• **Task**:
All of the data needs to be repeated exactly.

• **Supplied records**:
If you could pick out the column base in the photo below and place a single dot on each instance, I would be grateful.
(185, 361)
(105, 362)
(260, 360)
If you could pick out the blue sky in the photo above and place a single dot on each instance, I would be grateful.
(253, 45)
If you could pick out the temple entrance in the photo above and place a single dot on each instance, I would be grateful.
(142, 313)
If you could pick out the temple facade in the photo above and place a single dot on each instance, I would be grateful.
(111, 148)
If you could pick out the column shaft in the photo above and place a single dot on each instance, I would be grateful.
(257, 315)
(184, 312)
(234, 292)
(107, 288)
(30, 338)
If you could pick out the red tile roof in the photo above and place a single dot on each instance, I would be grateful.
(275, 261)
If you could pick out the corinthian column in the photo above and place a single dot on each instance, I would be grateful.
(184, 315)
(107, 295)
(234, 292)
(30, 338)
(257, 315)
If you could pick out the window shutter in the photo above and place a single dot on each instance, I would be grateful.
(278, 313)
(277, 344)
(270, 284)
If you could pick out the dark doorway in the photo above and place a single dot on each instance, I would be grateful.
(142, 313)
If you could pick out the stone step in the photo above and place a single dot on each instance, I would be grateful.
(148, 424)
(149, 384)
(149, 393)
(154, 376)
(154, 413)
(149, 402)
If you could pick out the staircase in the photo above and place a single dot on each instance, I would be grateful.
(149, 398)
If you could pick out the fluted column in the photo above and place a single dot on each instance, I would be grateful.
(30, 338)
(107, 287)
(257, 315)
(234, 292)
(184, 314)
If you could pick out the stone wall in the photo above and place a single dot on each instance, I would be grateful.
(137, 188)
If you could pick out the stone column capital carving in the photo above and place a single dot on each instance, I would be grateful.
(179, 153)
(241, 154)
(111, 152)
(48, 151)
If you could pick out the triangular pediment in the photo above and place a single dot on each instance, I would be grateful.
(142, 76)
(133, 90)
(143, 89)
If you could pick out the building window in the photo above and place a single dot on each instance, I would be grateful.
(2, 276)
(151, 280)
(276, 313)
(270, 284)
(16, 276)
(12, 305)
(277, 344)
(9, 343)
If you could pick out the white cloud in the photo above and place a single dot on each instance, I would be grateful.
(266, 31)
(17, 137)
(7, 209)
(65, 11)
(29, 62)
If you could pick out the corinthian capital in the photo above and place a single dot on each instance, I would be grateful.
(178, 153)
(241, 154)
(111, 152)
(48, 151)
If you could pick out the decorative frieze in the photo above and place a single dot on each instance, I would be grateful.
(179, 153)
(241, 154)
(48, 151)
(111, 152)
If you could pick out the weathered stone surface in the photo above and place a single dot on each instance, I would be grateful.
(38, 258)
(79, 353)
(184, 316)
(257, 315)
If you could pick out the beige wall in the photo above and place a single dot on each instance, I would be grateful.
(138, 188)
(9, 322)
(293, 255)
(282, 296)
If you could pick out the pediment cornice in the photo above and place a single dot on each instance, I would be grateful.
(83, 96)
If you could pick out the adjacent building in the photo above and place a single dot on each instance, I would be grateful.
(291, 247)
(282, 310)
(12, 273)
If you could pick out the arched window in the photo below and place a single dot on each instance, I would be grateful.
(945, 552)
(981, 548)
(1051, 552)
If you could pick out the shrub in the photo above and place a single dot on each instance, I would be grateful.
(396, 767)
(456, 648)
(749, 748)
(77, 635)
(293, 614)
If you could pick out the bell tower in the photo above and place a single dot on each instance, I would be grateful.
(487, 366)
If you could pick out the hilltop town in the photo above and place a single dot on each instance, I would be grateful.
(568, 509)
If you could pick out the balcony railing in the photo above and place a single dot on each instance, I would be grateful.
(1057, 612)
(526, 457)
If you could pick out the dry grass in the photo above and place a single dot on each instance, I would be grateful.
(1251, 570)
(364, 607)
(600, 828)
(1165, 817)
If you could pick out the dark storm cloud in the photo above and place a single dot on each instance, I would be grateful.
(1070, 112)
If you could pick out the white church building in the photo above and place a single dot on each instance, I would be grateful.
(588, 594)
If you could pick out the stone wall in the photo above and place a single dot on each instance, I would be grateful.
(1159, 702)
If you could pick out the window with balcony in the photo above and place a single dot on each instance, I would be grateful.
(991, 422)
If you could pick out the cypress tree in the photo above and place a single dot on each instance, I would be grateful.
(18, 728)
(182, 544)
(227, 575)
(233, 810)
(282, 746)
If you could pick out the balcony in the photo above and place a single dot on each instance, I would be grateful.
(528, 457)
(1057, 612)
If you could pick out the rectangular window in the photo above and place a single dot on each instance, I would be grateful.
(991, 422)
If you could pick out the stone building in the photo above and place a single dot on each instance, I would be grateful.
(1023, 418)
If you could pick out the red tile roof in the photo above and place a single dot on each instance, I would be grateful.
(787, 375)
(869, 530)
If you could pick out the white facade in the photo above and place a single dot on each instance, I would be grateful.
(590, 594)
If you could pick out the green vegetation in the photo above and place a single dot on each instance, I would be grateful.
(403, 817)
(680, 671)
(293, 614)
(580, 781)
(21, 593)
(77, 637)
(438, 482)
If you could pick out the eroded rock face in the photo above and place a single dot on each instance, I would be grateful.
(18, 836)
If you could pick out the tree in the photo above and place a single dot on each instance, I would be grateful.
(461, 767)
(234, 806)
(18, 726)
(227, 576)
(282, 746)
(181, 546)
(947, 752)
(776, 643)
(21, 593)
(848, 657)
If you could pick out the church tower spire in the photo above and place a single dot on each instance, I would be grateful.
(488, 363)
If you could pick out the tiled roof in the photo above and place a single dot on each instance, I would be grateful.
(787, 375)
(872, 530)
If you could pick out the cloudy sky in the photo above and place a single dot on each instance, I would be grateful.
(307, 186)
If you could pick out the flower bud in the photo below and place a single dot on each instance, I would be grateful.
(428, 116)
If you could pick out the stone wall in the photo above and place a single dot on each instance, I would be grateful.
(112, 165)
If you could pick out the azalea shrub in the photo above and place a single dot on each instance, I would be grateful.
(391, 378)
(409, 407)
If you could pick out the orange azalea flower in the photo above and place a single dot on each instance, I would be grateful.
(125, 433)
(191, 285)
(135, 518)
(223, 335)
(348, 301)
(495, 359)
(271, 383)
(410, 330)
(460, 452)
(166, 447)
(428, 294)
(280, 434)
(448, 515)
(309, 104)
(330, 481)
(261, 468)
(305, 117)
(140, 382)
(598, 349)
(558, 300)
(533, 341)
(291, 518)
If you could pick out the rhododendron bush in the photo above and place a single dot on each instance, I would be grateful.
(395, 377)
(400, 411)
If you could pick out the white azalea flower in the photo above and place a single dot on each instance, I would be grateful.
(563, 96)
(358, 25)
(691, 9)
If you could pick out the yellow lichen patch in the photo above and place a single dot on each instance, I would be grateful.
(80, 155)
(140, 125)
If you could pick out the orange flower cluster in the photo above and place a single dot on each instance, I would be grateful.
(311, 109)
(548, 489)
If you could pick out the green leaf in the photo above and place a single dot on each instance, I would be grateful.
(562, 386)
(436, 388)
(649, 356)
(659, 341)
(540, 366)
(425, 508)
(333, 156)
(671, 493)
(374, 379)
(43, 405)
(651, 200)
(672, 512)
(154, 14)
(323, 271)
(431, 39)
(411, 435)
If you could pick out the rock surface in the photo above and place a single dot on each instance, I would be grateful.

• **Solution to this exercise**:
If you could pick out the column base in the photo below and place a single dot on each instance, I would be grateful.
(185, 361)
(105, 362)
(260, 360)
If you could pick out the blue sky in the photo above and place a single dot on each instance, I would be grateful.
(253, 45)
If you could pick out the temple entrance in the photo above and place a single dot on each instance, I would be grateful.
(142, 313)
If you could pick out the temple facade in the photo above and place a single dot on each instance, I would be grateful.
(111, 148)
If you could pick out the column shaft in the photo above and place a single dot on each instance, I would be grateful.
(257, 315)
(184, 312)
(234, 292)
(107, 288)
(30, 338)
If you could pick out the red tile roof in the photo above and place a single dot on each instance, I would be grateful.
(275, 261)
If you could pick out the corinthian column in the photo above and place a single dot on each instance, I would be grateful.
(184, 315)
(107, 295)
(234, 292)
(30, 338)
(257, 315)
If you could pick out the window shutter in the photo above and place a single dot on each instance, I would be grateful.
(278, 313)
(277, 344)
(270, 284)
If you could pick out the dark doorway in the photo above and place a single dot on each instance, I would be grateful.
(142, 313)
If you could pick out the stone step in the photo above and place a single dot on each instance, I would be grateful.
(148, 424)
(149, 384)
(149, 393)
(154, 376)
(154, 413)
(149, 402)
If you could pick out the staircase in the photo above and place a single dot on each instance, I would be grateful.
(149, 398)
If you could pick out the fluted column in the photo above and place a single dot on each instance, I would be grateful.
(30, 338)
(107, 287)
(257, 315)
(234, 292)
(184, 314)
If you could pick out the stone wall in the photo above and place a single dot on each instance, I would be grateful.
(137, 188)
If you could pick out the stone column capital carving in the photo above and place a single dot on each instance, I would be grateful.
(179, 153)
(241, 154)
(111, 152)
(48, 151)
If you could pick out the triangular pediment in the photo above and place a single dot on each instance, I would be grateful.
(142, 76)
(133, 90)
(143, 89)
If you could pick out the building window in the photo above and place a single dot on each instance, I would be grateful.
(2, 276)
(151, 280)
(276, 313)
(270, 284)
(16, 276)
(12, 305)
(277, 344)
(9, 343)
If you could pick out the white cloud in the photo above and place a single dot on each instance, I would be grateful.
(266, 31)
(17, 137)
(7, 209)
(65, 11)
(29, 62)
If you could pick out the corinthian capital in the photo above and place a single dot on each instance, I would be grateful.
(178, 153)
(241, 154)
(111, 152)
(48, 151)
If you could pick out the decorative frieze in the photo above and place a single dot on each instance, I would be grateful.
(179, 153)
(241, 154)
(48, 151)
(111, 152)
If you could pick out the weathered stone surface in the photo above and place a single dot on each instance, I would be grateful.
(38, 258)
(79, 353)
(184, 316)
(257, 315)
If you could pick out the beige wall in the photo above and place a single dot on each instance, I would be grateful.
(138, 188)
(9, 322)
(293, 255)
(282, 296)
If you could pick out the pediment cornice in the photo above and place a single dot on each instance, I would be grateful.
(83, 96)
If you could pick out the adjacent building in the photo above and place a single dot on each instance, I would be grateful.
(291, 247)
(282, 310)
(12, 273)
If you could pick out the arched window in the photo below and place a single dot on each instance, I would be grateful.
(945, 552)
(981, 548)
(1051, 552)
If you could pick out the shrub in the photo above and place a single dot on each instance, I would be grateful.
(396, 767)
(456, 648)
(749, 748)
(77, 635)
(293, 614)
If you could pick out the bell tower in the photo above and place a single dot on each instance, I would be grateful.
(487, 366)
If you could pick out the hilltop town in the photo above and place a single dot on each instance, I would be grateful.
(568, 509)
If you could pick out the balcony railing in the photo above and place a single dot on each instance, I would be grateful.
(1057, 612)
(526, 457)
If you could pick out the dry grass in the photo above and place a single dot on each instance, I would be grateful.
(1251, 570)
(364, 607)
(600, 828)
(1165, 817)
If you could pick out the dark storm cloud in the photo above and place a single dot on each instance, I would be grateful.
(1070, 112)
If you could pick out the white church building in the photo above and place a single dot on each instance, I would be grateful.
(588, 594)
If you could pick out the stone wall in the photo above and place a single dot on each instance, I would be grateful.
(1159, 702)
If you could pick out the window with balcony in the photo above and place a single dot on each instance, I would be grateful.
(991, 422)
If you could pick out the cypress tree in the photo above and place a single dot on each instance, I would be grateful.
(18, 728)
(182, 544)
(227, 575)
(233, 810)
(282, 746)
If you could pick out the balcony in the photo above and place a single dot on each instance, I would be grateful.
(528, 457)
(1057, 612)
If you could pick out the rectangular window in the photo above and place a single dot on each instance, I would be grateful.
(991, 422)
If you could pick out the stone building in the photo above and place a single dot on each instance, I would be grateful.
(1023, 418)
If you could pick out the red tile roof in the photo above and place a single dot on each instance, I would be grateful.
(787, 375)
(869, 530)
If you could pick out the white facade in the photo above and place a single dot on each instance, I would be grateful.
(590, 594)
If you could pick out the green vegetation in the photo above and place a single dot on each instance, I would be grateful.
(403, 817)
(680, 671)
(293, 614)
(580, 781)
(21, 593)
(77, 637)
(438, 482)
If you could pick out the eroded rock face in the photo above and place a single dot on each instance, I would be grateful.
(18, 836)
If you could pick out the tree in the photo above and place a single dot on each instance, I would be grateful.
(461, 767)
(234, 806)
(18, 726)
(227, 576)
(282, 746)
(181, 546)
(947, 752)
(776, 643)
(21, 593)
(848, 657)
If you could pick out the church tower spire in the photo above and place a single dot on each instance, I would be grateful.
(488, 363)
If you could pick out the tiled roof in the photo above and place a single dot on each instance, I would be grateful.
(787, 375)
(872, 530)
If you could pick out the cloudy sky in the photo above and place a single dot on each instance, I would be grateful.
(307, 186)
If you could pick out the flower bud in the photo below and place a single dot on each instance, I would be grateful.
(428, 116)
If you could pick out the stone wall in the photo above and place a single dot on each instance, I would be grateful.
(112, 165)
If you could pick out the azalea shrub in the photo above and place a single dot on each instance, I would be grateful.
(391, 378)
(409, 407)
If you could pick out the orange azalea flower in the photo above and place a single dot on each instance, I would be grateful.
(125, 433)
(191, 285)
(135, 518)
(223, 335)
(348, 301)
(495, 359)
(271, 383)
(410, 330)
(460, 452)
(166, 447)
(428, 294)
(280, 434)
(448, 515)
(309, 104)
(330, 481)
(261, 468)
(305, 117)
(140, 382)
(598, 349)
(558, 300)
(533, 341)
(291, 518)
If you could pick out the rhododendron bush in the photo above and place a single dot on each instance, I would be grateful.
(395, 377)
(400, 411)
If you could pick out the white azalea flower in the photo above and place a single dot on each instance, I would be grateful.
(563, 96)
(358, 25)
(691, 9)
If you could pick out the yellow lichen patch in the photo above and place a single dot on each instance, I would be grateful.
(80, 155)
(140, 125)
If you could pick out the orange flower cluster in the photo above and place a single dot on each instance, I would be grateful.
(311, 109)
(548, 489)
If you could pick out the green leaf in the photo above and place a single dot on each instance, I would be grateful.
(562, 386)
(436, 388)
(649, 356)
(659, 341)
(540, 366)
(425, 508)
(333, 156)
(671, 493)
(374, 379)
(43, 405)
(651, 200)
(672, 512)
(154, 14)
(323, 271)
(431, 39)
(411, 435)
If you could pick out the rock surface in the photo above and place a single dot on each instance, I would be grateful.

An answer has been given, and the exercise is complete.